■ INPUT MATERIAL
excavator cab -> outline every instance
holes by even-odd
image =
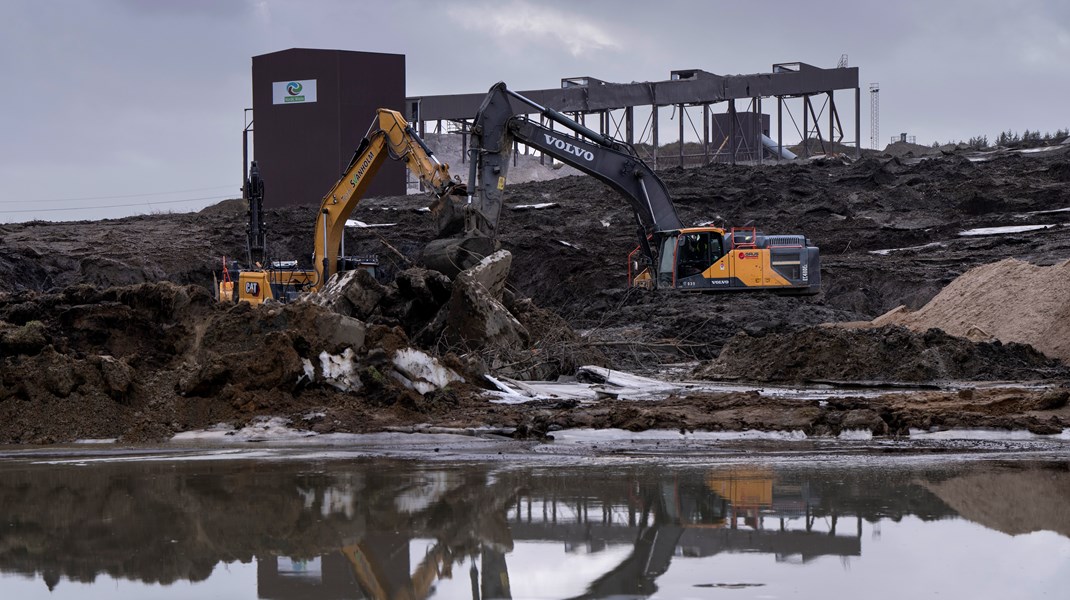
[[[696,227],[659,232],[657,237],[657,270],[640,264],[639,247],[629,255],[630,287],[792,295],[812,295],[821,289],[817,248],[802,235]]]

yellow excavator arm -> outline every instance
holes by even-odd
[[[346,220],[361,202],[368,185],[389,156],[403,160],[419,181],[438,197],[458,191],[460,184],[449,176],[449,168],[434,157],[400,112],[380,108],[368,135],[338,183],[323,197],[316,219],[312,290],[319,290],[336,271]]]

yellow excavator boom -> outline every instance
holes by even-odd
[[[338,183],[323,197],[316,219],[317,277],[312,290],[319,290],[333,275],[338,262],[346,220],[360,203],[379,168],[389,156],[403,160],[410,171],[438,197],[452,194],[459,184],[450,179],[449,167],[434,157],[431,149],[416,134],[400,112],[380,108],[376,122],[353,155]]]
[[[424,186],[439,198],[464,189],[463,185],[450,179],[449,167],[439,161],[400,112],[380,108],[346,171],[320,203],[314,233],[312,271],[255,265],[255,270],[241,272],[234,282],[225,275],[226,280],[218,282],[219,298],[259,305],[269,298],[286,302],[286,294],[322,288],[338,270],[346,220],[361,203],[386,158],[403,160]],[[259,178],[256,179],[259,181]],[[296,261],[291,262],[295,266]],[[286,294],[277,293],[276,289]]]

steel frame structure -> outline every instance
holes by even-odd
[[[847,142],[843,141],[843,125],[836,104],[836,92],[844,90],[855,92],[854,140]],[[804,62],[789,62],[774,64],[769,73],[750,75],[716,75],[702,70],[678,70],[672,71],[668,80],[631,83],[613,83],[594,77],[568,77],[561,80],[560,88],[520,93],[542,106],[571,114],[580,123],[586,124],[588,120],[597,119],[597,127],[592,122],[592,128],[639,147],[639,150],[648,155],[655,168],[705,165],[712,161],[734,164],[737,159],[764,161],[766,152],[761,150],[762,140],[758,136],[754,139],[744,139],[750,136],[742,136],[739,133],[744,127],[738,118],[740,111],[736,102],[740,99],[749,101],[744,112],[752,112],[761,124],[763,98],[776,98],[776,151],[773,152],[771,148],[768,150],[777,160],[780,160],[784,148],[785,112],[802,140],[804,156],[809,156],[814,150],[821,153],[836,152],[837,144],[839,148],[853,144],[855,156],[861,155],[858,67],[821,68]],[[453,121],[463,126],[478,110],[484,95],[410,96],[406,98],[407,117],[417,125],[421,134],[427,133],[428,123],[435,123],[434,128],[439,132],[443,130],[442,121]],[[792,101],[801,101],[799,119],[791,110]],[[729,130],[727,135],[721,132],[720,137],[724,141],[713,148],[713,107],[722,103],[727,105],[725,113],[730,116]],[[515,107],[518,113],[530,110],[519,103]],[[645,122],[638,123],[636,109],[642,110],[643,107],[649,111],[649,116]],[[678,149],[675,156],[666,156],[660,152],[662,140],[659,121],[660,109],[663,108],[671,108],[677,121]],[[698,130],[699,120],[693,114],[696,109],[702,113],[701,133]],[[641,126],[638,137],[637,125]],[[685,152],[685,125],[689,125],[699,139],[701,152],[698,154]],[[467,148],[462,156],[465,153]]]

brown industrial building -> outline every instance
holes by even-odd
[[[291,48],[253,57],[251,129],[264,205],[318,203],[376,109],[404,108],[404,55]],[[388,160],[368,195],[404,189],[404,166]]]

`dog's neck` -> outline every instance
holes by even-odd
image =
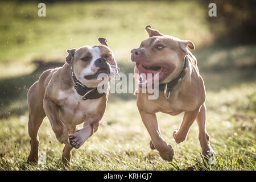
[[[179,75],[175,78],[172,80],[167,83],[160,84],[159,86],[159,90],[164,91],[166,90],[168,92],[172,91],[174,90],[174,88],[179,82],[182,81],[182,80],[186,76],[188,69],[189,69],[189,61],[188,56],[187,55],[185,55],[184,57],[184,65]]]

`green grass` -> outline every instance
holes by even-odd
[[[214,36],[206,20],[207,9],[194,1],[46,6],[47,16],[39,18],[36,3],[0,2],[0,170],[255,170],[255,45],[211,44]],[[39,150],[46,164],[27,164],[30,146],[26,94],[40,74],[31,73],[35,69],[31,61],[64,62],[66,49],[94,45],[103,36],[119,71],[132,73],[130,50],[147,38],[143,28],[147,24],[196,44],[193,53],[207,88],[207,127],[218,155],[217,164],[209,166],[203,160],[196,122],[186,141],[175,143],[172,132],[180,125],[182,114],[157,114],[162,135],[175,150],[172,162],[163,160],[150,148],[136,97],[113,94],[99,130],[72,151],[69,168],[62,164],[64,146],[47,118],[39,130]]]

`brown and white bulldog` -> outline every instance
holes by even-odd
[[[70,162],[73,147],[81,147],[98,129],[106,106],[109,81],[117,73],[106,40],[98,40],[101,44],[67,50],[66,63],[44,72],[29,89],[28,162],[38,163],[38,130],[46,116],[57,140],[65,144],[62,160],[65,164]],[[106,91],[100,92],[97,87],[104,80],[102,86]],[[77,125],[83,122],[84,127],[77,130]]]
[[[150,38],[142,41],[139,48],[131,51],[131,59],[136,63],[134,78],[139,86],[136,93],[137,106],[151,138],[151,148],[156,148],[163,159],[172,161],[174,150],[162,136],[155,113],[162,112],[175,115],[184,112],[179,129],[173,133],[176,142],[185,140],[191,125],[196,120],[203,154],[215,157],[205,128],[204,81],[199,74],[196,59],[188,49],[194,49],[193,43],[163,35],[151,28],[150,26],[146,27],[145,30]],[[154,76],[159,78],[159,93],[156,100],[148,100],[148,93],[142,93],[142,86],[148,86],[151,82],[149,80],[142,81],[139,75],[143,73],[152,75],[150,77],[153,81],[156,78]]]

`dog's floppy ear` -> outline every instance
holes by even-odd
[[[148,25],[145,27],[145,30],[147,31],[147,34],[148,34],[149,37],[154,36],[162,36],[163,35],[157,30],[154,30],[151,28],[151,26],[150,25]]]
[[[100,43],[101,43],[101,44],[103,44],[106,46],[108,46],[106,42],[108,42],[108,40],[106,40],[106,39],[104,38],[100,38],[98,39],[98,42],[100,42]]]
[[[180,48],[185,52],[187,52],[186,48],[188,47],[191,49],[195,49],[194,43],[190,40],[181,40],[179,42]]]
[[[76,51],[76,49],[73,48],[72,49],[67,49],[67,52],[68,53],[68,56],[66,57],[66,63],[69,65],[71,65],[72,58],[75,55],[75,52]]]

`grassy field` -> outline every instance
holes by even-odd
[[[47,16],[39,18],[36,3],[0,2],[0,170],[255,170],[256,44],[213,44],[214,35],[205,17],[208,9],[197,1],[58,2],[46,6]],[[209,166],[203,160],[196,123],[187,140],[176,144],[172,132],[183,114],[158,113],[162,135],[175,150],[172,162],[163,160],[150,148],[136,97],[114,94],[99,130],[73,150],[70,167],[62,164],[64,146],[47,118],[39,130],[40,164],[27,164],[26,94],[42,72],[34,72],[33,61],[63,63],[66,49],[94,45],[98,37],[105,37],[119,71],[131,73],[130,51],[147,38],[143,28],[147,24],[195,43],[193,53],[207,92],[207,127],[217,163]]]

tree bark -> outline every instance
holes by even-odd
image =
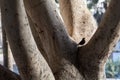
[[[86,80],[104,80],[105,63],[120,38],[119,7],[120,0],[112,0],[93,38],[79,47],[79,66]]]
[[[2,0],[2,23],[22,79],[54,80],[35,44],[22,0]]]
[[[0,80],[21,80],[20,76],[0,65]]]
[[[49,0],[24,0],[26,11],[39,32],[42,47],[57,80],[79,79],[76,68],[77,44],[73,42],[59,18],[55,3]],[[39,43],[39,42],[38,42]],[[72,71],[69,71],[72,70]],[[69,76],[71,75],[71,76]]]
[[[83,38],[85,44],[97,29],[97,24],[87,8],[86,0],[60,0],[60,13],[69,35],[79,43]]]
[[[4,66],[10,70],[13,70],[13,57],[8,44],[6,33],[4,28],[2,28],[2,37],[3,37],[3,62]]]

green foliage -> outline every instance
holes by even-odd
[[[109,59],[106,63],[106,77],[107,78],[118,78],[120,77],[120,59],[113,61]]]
...
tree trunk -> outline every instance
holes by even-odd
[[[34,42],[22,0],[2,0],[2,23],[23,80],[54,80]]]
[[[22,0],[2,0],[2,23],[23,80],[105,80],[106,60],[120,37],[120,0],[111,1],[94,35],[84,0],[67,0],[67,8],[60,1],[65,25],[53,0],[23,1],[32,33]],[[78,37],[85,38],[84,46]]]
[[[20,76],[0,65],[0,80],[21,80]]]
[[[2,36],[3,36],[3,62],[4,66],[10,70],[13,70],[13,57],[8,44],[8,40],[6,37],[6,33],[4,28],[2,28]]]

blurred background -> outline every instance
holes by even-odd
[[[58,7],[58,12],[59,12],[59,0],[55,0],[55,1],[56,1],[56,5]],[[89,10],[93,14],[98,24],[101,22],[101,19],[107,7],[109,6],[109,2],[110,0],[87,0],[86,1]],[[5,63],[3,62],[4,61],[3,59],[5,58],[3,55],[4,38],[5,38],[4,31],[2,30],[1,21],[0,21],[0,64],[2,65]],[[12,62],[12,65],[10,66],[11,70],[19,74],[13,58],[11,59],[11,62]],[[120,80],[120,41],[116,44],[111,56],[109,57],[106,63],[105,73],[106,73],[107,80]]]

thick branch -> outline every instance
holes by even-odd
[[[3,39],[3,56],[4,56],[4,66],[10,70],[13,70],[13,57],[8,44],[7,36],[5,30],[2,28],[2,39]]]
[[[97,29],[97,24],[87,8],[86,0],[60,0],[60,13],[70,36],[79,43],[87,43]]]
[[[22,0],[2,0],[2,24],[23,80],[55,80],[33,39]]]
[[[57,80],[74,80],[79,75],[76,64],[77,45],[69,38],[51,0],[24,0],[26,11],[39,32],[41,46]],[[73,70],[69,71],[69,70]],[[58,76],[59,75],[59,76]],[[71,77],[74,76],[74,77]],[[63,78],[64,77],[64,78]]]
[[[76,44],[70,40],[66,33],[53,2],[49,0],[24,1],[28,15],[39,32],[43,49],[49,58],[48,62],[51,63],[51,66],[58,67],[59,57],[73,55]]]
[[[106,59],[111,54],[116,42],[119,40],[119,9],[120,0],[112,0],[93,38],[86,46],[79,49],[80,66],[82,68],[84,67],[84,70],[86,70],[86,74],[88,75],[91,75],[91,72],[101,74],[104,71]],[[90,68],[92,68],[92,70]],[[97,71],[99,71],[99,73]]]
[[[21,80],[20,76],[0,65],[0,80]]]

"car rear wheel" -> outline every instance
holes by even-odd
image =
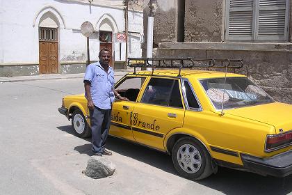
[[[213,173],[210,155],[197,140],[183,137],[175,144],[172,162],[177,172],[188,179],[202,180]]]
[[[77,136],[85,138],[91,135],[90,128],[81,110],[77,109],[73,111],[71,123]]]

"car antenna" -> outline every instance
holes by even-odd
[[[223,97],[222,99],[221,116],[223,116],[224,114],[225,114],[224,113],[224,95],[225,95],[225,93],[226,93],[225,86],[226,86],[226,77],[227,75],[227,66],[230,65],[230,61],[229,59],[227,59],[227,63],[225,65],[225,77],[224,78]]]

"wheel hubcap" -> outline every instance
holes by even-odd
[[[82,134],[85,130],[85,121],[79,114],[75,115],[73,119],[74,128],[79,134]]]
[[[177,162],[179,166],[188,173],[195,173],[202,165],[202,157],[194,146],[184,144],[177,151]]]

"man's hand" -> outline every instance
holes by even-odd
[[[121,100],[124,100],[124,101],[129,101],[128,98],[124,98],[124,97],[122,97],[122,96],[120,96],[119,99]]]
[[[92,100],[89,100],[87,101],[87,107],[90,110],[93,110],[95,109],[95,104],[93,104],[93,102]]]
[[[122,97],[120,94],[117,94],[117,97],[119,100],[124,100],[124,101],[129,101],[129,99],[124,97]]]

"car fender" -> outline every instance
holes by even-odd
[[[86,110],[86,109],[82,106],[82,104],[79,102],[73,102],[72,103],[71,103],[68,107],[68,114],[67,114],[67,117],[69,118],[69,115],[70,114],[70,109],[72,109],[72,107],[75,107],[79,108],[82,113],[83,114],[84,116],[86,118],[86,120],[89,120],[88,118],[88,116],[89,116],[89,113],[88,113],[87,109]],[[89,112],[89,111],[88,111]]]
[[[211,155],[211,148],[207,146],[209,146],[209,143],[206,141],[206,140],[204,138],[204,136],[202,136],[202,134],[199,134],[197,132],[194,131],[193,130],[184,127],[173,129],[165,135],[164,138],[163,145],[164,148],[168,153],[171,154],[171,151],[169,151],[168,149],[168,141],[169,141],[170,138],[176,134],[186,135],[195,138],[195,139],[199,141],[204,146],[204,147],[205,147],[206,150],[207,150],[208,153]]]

■ WHAT THE EXERCISE ASKS
Which lines of the listing above contain the string "tree"? Collect each one in full, and treat uppercase and lowercase letters as different.

■ RESULT OF THE EXERCISE
tree bark -> outline every instance
tree trunk -> outline every instance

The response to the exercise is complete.